* [SET PROBLEM A]
In the records, begin at the line that has "Where can you see the distant" and stop after the last line of the records. Give those lines again with "khaki shorts" replaced by "cargo shorts" and everything else unchanged, and leave the pictures out.

======== QUOTED TEXT

ANP in Helmand: “Yeah, they’ve got the training…but they just can’t be arsed…”
I was in London all last week and caught an episode on Channel Five’s TV documentary, “Royal Marines: Mission Afghanistan”, filmed in 2011. It was a programme about the latest Royal Marines (RM) rotation in Helmand province, where they seemed to be very closely involved in partnering with the Afghan National Police (ANP) as the ANP prepares itself to take over security responsibility in the province.
The title quote comes from a hard-working but very frustrated RM Corporal as he and his team of marines attempt – with only limited success – to coax and cajole a group of ANP into undertaking a basic security operation, i.e. to visit a compound and search it. The ANP bicker and moan and above all, show no sense of responsibility or initiative for the security of their own country, constantly demanding that the British Marines to go first, take the lead, and essentially accomplish all the tasks of this “joint” mission. That day’s mission was achieved, but only because the ISAF troops were standing all over the ANP, pushing and encouraging. Small wonder, I guess, that the international military effort in Afghanistan prefers generally to trumpet the increase in numbers rather the increase in individual skills.

================
======== RECORD SET

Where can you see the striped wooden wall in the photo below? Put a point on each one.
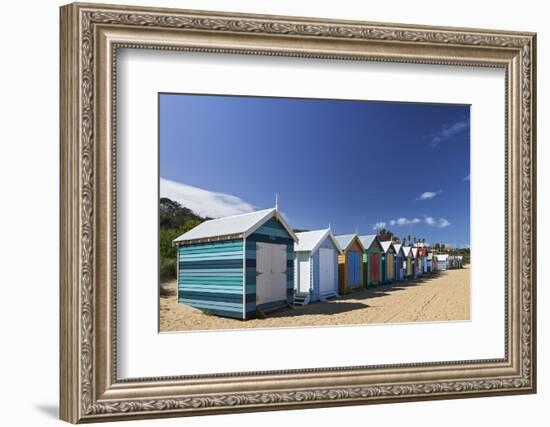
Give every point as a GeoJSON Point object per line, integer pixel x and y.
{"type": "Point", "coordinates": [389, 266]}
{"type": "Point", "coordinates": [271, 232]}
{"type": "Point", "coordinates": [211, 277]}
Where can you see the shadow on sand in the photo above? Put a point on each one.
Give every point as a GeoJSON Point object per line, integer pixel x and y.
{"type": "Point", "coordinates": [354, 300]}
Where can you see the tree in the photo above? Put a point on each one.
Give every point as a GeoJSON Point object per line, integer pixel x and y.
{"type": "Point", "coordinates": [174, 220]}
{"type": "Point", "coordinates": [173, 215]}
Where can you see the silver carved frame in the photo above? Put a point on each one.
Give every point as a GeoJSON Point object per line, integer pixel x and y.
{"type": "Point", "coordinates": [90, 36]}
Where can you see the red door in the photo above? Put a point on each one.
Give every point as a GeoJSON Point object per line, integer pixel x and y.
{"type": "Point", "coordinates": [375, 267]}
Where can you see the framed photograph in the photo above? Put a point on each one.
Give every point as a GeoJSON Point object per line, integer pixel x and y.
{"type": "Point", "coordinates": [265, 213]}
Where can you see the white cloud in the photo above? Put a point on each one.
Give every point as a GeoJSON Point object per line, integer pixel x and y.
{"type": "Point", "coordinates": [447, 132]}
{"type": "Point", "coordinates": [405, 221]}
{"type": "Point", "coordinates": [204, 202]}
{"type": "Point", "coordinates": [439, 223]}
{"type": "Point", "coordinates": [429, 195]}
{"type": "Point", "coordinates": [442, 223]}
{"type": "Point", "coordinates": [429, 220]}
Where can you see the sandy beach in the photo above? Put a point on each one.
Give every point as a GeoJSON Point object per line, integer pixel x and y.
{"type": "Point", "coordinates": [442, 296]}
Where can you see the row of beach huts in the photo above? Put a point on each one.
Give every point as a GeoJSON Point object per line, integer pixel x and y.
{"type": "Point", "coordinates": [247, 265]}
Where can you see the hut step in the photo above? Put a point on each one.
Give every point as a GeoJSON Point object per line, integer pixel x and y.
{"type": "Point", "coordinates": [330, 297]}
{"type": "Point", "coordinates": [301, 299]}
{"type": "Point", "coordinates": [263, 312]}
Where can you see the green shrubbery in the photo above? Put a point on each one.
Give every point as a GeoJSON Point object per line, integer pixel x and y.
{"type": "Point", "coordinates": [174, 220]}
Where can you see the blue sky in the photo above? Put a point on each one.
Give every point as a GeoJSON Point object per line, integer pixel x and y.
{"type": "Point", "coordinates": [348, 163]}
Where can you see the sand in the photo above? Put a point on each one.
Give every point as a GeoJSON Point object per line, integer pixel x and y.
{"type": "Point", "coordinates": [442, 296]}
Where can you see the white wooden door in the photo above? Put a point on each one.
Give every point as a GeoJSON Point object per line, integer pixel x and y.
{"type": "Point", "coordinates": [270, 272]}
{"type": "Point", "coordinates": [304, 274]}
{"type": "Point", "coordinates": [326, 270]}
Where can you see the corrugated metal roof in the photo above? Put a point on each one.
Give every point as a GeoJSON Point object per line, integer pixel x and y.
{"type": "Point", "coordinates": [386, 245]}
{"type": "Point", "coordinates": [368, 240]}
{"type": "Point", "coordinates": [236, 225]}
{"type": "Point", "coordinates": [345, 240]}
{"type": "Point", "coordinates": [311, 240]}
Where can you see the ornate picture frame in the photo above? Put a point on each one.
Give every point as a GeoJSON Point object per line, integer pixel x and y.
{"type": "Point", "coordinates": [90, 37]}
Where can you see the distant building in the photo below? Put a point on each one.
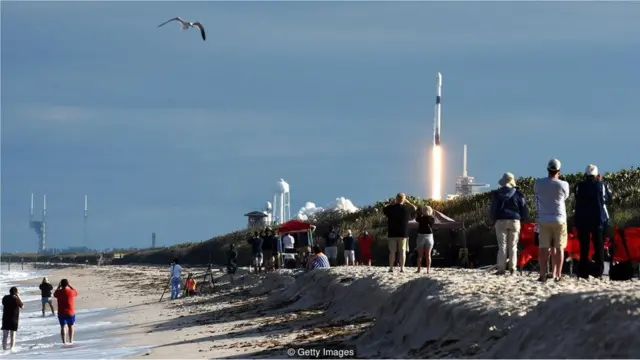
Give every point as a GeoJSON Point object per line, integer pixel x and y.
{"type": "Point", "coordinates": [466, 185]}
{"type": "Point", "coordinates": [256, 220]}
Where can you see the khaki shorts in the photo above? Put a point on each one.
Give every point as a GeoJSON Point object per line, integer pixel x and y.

================

* [SET PROBLEM B]
List every place name that appears in the text about the Afghan police in Helmand.

* [REPLY A]
Where can you see the distant building in the photo below? Put a point on each one.
Give every point as a GeoJSON Point object per line, integer pixel x and y.
{"type": "Point", "coordinates": [466, 185]}
{"type": "Point", "coordinates": [256, 220]}
Where can you see the cargo shorts in the photo above? Put a point on each one.
Give every point as a GeoJSON Point object per line, integer pixel x and y.

* [REPLY B]
Helmand
London
Afghanistan